INSTRUKSI TERTULIS 1
Salin ulang secara persis bagian baris masukan yang dimulai dari baris yang memuat "# test: point at every instance of the sofa" sampai dengan baris terakhir, termasuk kedua batas tersebut.

Kupang (AntaraNews NTT) - Montara Task Force atau Satuan Tugas Montara adalah suatu lembaga yang dibentuk Menteri Koordinator Kemaritiman Luhut Binsar Pandjaitan untuk mengambilalih kasus pencemaran minyak di Laut Timor yang terjadi pada 21 Agustus 2009.
Satgas Montara yang dibentuk pada 13 Agustus 2017 itu bertugas memonitor, mencermati, dan berdialog dengan semua pihak untuk menyelesaikan kasus tumpahan minyak di Laut Timor secara menyeluruh dan tuntas.
Ketua Tim Advokasi Rakyat Korban Montara Ferdi Tanoni mengatakan sikap tegas Menko Kemaritiman Luhut Binsar Pandjaitan dengan membentuk Montara Task Force itu untuk mendorong Australia agar bisa bekerja sama dalam mencari solusi penyelesaian kasus Montara.
Lembaga yang dibentuk ini merupakan representasi dari pemerintah dan rakyat korban Montara di Nusa Tenggara Timur agar kasus pencemaran yang sudah berjalan hampir sembilan tahun lamanya itu segera diselesaikan.

BARIS MASUKAN
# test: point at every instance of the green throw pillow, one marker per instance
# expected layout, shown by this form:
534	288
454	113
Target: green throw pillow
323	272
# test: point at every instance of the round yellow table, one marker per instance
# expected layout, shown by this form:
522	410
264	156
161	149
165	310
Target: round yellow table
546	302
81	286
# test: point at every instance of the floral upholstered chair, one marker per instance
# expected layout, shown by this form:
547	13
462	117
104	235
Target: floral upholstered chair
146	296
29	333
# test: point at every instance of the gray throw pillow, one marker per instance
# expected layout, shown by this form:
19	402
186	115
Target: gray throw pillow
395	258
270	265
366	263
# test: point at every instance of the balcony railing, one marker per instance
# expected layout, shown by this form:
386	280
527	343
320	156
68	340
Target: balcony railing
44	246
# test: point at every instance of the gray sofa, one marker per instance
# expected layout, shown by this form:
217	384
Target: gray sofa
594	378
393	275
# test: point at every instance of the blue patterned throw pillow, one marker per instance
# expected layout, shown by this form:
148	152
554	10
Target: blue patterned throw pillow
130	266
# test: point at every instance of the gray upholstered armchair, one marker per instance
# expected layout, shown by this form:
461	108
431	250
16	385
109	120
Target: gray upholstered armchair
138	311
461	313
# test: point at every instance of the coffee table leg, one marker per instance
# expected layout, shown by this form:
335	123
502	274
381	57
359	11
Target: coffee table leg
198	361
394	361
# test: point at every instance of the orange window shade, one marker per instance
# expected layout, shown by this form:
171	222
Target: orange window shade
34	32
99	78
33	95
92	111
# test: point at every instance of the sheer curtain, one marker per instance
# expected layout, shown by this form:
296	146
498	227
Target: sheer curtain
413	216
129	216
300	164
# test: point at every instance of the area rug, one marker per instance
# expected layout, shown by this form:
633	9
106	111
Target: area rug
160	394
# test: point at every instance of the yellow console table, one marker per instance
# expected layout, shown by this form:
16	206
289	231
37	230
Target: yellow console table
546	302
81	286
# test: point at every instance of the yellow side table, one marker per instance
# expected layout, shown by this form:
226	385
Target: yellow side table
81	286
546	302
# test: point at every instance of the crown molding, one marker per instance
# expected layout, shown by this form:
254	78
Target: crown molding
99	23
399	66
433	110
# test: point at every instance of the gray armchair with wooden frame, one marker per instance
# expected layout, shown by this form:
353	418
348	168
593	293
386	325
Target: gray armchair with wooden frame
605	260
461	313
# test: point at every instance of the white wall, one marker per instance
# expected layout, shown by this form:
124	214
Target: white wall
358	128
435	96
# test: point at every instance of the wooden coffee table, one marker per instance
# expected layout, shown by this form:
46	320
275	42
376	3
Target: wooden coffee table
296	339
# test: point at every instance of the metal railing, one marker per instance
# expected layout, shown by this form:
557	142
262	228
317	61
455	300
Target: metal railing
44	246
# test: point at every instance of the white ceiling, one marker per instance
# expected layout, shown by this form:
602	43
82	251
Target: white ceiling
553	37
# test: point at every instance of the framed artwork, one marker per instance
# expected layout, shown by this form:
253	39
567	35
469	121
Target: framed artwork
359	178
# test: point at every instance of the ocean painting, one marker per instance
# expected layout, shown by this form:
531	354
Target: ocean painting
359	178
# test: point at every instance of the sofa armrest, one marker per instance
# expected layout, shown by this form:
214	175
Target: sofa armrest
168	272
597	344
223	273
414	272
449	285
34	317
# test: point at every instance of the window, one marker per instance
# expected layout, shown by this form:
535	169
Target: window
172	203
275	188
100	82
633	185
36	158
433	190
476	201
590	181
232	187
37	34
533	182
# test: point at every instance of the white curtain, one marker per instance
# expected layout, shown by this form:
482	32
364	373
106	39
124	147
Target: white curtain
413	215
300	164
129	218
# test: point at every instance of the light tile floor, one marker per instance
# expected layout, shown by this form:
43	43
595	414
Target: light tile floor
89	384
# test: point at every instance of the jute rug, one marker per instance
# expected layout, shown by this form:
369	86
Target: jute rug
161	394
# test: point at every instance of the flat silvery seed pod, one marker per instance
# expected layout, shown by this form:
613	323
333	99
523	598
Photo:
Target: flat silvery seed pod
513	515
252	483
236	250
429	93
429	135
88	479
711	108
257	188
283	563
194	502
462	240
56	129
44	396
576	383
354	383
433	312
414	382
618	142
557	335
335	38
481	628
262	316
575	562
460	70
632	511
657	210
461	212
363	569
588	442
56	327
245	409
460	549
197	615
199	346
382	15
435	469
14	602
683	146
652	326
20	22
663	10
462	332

INSTRUKSI TERTULIS 2
Tuliskan kembali secara utuh dan persis teks tentang Satuan Tugas Montara.

PENYELESAIAN LATIHAN 1
# test: point at every instance of the sofa armrest, one marker per instance
# expected layout, shown by this form:
214	175
Target: sofa armrest
168	272
597	344
223	273
414	272
449	285
34	317
# test: point at every instance of the window, one marker per instance
# expected layout, shown by this form:
535	169
Target: window
172	203
275	188
100	82
633	185
36	158
433	190
476	201
590	181
232	187
37	34
533	182
# test: point at every instance of the white curtain, one marker per instance
# expected layout, shown by this form:
482	32
364	373
106	39
124	147
Target: white curtain
413	215
300	164
129	218
# test: point at every instance of the light tile floor, one marker per instance
# expected layout, shown by this form:
43	43
595	414
Target: light tile floor
89	384
# test: point at every instance of the jute rug, one marker per instance
# expected layout, shown by this form:
369	86
Target: jute rug
161	394
# test: point at every instance of the flat silvery seed pod, one marker per instance
# expected layout, shown by this form:
613	323
333	99
523	598
Photo:
Target: flat silvery seed pod
513	515
252	483
236	250
429	93
429	135
88	479
711	108
257	188
283	563
194	502
462	240
56	129
44	396
576	383
354	383
433	312
414	382
618	142
557	335
335	38
481	628
262	316
575	562
460	70
632	511
657	210
461	212
363	569
588	442
56	327
245	409
460	549
197	615
199	346
382	15
435	469
14	602
683	146
652	326
20	22
663	10
462	332

PENYELESAIAN LATIHAN 2
Kupang (AntaraNews NTT) - Montara Task Force atau Satuan Tugas Montara adalah suatu lembaga yang dibentuk Menteri Koordinator Kemaritiman Luhut Binsar Pandjaitan untuk mengambilalih kasus pencemaran minyak di Laut Timor yang terjadi pada 21 Agustus 2009.
Satgas Montara yang dibentuk pada 13 Agustus 2017 itu bertugas memonitor, mencermati, dan berdialog dengan semua pihak untuk menyelesaikan kasus tumpahan minyak di Laut Timor secara menyeluruh dan tuntas.
Ketua Tim Advokasi Rakyat Korban Montara Ferdi Tanoni mengatakan sikap tegas Menko Kemaritiman Luhut Binsar Pandjaitan dengan membentuk Montara Task Force itu untuk mendorong Australia agar bisa bekerja sama dalam mencari solusi penyelesaian kasus Montara.
Lembaga yang dibentuk ini merupakan representasi dari pemerintah dan rakyat korban Montara di Nusa Tenggara Timur agar kasus pencemaran yang sudah berjalan hampir sembilan tahun lamanya itu segera diselesaikan.